- ТЕКСТ ДЛЯ ЧТЕНИЯ -
▼

После польских поэтов Анна Ахматова знакомит нас с поэтами чешскими и словацкими: Иржи Волькером — мечтателем, скончавшимся так рано, со Станиславом К. Нейманом, умудренным годами, стихи которого звучат так по-неймановски и так по-ахматовски:

Разочарованность? Мне слово это Неведомо. Оно лишь тлен и дым, И я клянусь, что даже в час рассвета, В похмелья час я не пленялся им… —

с Витезславом Незвалом, с Иваном Краско, чьи стихи близка к народной песне:

Лишь одной-единой не скажу ни слова: мой привет не стоит сердца золотого… —

со смелым «метафористом» Мирославом Валеском, одна из строк которого:

В небе кружится ворона, как вентилятор… —

несомненно, удивит вас своей неожиданностью.

Этот сборник не претендует на широкий охват мировой поэзии. Здесь выбор оригиналов определяют пристрастия русского поэта, и, так же как в разделах книги, посвященных поэзии Польши и Чехословакии, в «болгарском» разделе помещены стихи, вероятно, наиболее близкие Анне Ахматовой.

Одно из них — стихотворение Пенчо Славейкова «Cis moll». Оно посвящено Бетховену:

…«Не проклинай судьбу, тебе особый дан удел… Ты взял с небес огонь страдальца Прометея, чтобы его возжечь в сердцах людей и этим их, горящие, возвысить…

За переводами из Элисаветы Багряны следуют стихи Александра Герова:

Луна посередине небосвода, и дети, и скала, и птиц полет — в великом единении природа вдруг в этот миг себя осознает.

Так то «тютчевское», что живет в поэзии Анны Ахматовой, находит себя и здесь, в переводах.

Сказанное выше в применении к переводам с польского и болгарского можно отнести и к переводам с сербского. Одна из высоких тем поэзии — тема ответственности каждого за судьбу человека, за судьбу мира, тема причастности поэта каждому переживанию человеческой души — одна из важнейших тем Анны Ахматовой-переводчицы:

…Хасанагиница, Белой грудью на землю упала И рассталась со своей душою От печали по своим сиротам. (Сербский эпос)

Нам кажется удивительной свобода, с которой Анна Ахматова передает смелую естественность, народность интонация подлинника:

Сосенка обвила дуб высокий, Как бессмертник шелковая нитка… (Сербский эпос)

В сборнике представлены также переводы из румынской, норвежской и индийской поэзии.

▲

- СОБРАННЫЕ ДАННЫЕ -
▼

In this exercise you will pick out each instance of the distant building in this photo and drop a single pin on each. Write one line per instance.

▲

- ОБЯЗАТЕЛЬНОЕ ЗАДАНИЕ -
Кому, согласно тексту о переводах Анны Ахматовой, посвящено стихотворение Пенчо Славейкова «Cis moll»? Эти данные никак не связаны с текстом для чтения.

- ОТВЕТ К УПРАЖНЕНИЮ -
Бетховену.